→ DIRECTION
Pull out every one of the lines below word for word, and leave the pictures out of your answer.

-*-

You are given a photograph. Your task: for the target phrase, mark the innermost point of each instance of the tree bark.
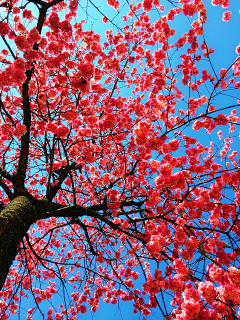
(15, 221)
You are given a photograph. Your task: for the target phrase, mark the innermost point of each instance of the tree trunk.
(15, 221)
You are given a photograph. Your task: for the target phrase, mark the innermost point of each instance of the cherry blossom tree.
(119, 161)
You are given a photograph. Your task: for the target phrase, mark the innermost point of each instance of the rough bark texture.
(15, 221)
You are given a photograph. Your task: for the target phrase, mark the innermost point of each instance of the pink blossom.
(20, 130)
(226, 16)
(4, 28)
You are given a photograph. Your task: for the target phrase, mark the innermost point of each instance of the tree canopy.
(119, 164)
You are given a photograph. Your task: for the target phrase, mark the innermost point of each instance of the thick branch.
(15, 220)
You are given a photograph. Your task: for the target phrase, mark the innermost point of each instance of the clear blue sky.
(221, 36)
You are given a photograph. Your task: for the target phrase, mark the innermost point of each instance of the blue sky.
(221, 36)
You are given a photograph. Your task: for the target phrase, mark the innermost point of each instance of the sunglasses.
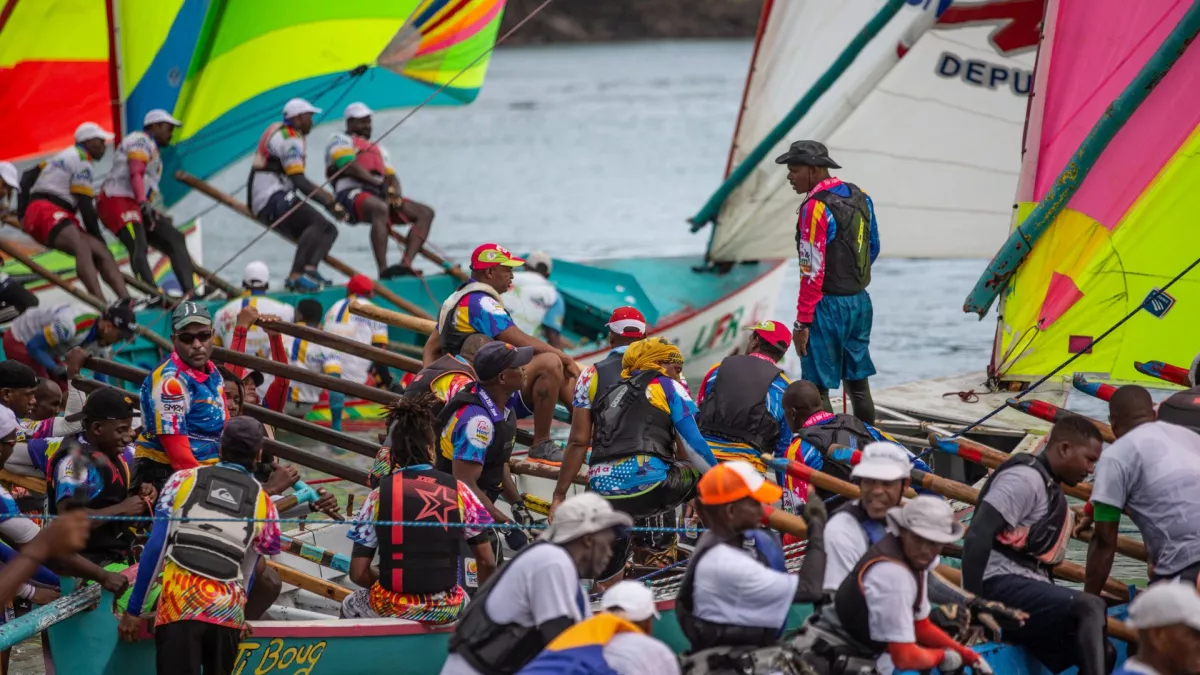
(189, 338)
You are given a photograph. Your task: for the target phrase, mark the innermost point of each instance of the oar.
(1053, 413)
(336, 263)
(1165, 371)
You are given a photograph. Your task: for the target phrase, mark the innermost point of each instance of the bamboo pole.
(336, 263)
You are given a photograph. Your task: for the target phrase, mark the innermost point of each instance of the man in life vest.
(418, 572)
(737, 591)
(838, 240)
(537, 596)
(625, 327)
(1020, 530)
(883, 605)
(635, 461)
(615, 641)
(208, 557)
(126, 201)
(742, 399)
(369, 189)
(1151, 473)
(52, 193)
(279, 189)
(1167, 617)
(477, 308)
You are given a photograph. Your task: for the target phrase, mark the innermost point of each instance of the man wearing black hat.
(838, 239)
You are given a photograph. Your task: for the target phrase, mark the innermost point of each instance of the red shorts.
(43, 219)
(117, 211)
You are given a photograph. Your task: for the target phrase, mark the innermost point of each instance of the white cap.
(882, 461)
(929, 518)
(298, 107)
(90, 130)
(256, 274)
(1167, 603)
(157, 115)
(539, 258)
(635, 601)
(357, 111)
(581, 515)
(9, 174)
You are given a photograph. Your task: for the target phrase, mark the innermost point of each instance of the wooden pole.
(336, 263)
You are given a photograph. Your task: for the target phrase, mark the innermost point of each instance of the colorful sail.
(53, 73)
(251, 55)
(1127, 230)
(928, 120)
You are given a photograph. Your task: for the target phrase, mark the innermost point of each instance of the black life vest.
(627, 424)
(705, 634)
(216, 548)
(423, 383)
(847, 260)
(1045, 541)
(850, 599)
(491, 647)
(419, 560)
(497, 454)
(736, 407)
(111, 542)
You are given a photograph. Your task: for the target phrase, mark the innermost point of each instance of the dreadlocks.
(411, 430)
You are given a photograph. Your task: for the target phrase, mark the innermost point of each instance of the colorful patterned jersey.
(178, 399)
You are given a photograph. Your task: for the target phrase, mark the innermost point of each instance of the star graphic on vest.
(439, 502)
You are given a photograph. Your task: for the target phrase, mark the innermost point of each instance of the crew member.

-*-

→ SOLUTION FOR THIS EXERCISE
You are given a photograph. Your task: for the target phrase, mark the innermost point of each instance of the tree bark.
(15, 221)
You are given a photograph. Your task: for the target phrase, mark the innermost point of each instance of the tree trunk.
(15, 221)
You are given a photograph. Your task: for the target phrase, mark the innermost point of each instance of the cherry blossom tree.
(119, 161)
You are given a photograph. Your task: for the target phrase, mark the innermost point of each instance of the rough bark texture.
(15, 221)
You are given a photograph. Your task: for the target phrase, mark the innermost point of each instance of the pink blossom.
(20, 130)
(226, 16)
(4, 28)
You are given a photograph. Your task: for the target phrase, mark the innermost point of each instance of the tree canopy.
(119, 164)
You are given a photograph. Your task: for the target phrase, mark the innermost point of each instance of the thick branch.
(15, 220)
You are given a photograph. Your task: for the target phrase, mark the innermost point of each instance of the clear blue sky.
(221, 36)
You are given a photograph. Your task: for the target phrase, mark the innermost point of each instance of the blue sky.
(221, 36)
You are given a photograph. Your task: for the target phrase, mark the innermost point of each instance of the sunglasses.
(189, 338)
You are given a photograph. Your task: for the target phrase, mark the innermost point of each instance of the oar.
(1053, 413)
(336, 263)
(1165, 371)
You are given a photograph. Your task: for the target phrase, mark the innermost point of each instance of the bamboo pole.
(336, 263)
You are given a photograph. Your task: for the target phrase, mark the innermost point of each instance of the man in life vest.
(418, 572)
(737, 591)
(838, 240)
(537, 596)
(625, 327)
(1020, 530)
(883, 605)
(635, 461)
(615, 641)
(208, 557)
(126, 201)
(742, 399)
(369, 189)
(1151, 473)
(52, 193)
(279, 189)
(1167, 617)
(477, 308)
You are given a photograph. Your task: for the target phrase, mark the innermost point of each instance of the man wearing black hat.
(838, 239)
You are given a photograph. Your task: for the target phrase, mark the innermost point of each instance of the red shorts.
(43, 219)
(117, 211)
You are given a photograph. Your task: for the target phrase, mark the innermost point of each instance of the white cap.
(882, 461)
(929, 518)
(298, 107)
(90, 130)
(256, 274)
(1167, 603)
(157, 115)
(539, 258)
(635, 601)
(357, 111)
(581, 515)
(9, 174)
You are given a photograph. Your task: for the target phrase, mark the innermost point of each instance of the wooden pole.
(336, 263)
You are given a photograph. Your task: for the target phrase, mark the innermost point of each instance of the colorful sail.
(53, 73)
(251, 55)
(1127, 230)
(928, 120)
You are given a photograph. Your task: for the target phrase, mark the innermost point of each instance of the black life vest.
(627, 424)
(705, 634)
(216, 548)
(423, 383)
(847, 260)
(1045, 541)
(850, 599)
(491, 647)
(419, 560)
(497, 454)
(736, 407)
(111, 542)
You are given a photograph. Your task: for the target phrase, mark the innermost point of each instance of the dreadlocks.
(411, 430)
You are given a photograph. Your task: for the target phrase, mark the innermost point of each instance of the colorful patterned jersey.
(178, 399)
You are given a photograph. Your task: for the target phrase, mark the innermost point of each instance of the star graphic on vest.
(439, 502)
You are given a photograph. Your task: for the target phrase, mark the innermost point of each instance of the crew member.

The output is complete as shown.